Funds Advised by Apax Partners Complete Acquisition of rue21
WARRENDALE, Pa. & NEW YORK, October 10, 2013-- rue21, inc. (RUE) (“rue21” or the “Company”), a leading specialty apparel retailer of girls and guys apparel and accessories, and Apax Partners, a global private equity firm, today announced the completion of the acquisition of rue21 by funds advised by Apax Partners for $42.00 per share in cash.
As previously announced, the transaction was approved at a special meeting of stockholders held on September 19, 2013. Pursuant to the terms of the merger agreement dated May 23, 2013, funds advised by Apax Partners have now acquired all of the outstanding shares of rue21. As a result, rue21 stock will cease trading on the NASDAQ Stock Market effective today.
Stockholders will not have to take any action to receive the merger consideration, as the exchange of their shares for the merger consideration will be handled by the bank or broker.
Perella Weinberg Partners acted as financial advisor to the Special Committee of the rue21 Board of Directors. Kirkland & Ellis LLP and Potter Anderson & Corroon LLP acted as legal advisors to the Special Committee. J.P. Morgan Securities LLC (lead advisor), BofA Merrill Lynch and Goldman Sachs provided financial advice to Apax. Committed debt financing for the transaction is being provided by BofA Merrill Lynch, J.P. Morgan and Goldman Sachs. Simpson Thacher & Bartlett LLP and Richards, Layton and Finger, P.A. acted as legal advisors to Apax Partners. Ropes & Gray LLP acted as legal advisor to the SKM funds.
About rue21, inc.
rue21 is a leading specialty apparel retailer offering exclusive branded merchandise and the newest trends at a great value. rue21 currently operates 982 stores in 47 states. Learn more at www.rue21.com.

========

Set exercise a:
Swap "NASDAQ Stock Market" for "New York Stock Exchange" in the stretch of the rue21 announcement from "As previously announced, the" through "Market effective today.", and write that stretch out again.
The rue21 announcement and the rows below come from unrelated sources.

Given information:
========

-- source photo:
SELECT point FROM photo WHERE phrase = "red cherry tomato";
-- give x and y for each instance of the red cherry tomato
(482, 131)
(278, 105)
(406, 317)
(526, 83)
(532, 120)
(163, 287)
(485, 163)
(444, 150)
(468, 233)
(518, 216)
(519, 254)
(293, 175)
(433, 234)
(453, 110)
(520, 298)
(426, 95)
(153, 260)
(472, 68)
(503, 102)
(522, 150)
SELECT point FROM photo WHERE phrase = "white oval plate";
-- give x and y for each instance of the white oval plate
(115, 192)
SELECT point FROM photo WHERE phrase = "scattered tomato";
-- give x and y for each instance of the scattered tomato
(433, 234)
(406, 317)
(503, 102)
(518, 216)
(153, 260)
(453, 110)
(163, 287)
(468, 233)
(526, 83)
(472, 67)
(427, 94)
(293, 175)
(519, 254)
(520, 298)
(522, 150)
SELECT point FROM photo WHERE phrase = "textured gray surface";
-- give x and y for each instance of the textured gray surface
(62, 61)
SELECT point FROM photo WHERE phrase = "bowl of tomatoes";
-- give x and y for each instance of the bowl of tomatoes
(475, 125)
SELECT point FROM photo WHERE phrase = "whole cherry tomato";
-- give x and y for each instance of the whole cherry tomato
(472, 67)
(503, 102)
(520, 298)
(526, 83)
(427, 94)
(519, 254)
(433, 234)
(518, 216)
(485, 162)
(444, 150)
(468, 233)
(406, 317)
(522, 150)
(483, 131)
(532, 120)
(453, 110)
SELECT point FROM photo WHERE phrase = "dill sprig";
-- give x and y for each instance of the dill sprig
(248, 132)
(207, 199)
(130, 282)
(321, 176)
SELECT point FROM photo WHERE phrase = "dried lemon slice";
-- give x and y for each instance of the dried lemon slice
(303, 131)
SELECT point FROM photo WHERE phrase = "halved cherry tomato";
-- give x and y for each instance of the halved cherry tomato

========

Set exercise b:
Identify each line of the rows that contains the string "dried", and copy those lines.

Full response a:
As previously announced, the transaction was approved at a special meeting of stockholders held on September 19, 2013. Pursuant to the terms of the merger agreement dated May 23, 2013, funds advised by Apax Partners have now acquired all of the outstanding shares of rue21. As a result, rue21 stock will cease trading on the New York Stock Exchange effective today.

Full response b:
SELECT point FROM photo WHERE phrase = "dried lemon slice";
-- give x and y for each instance of the dried lemon slice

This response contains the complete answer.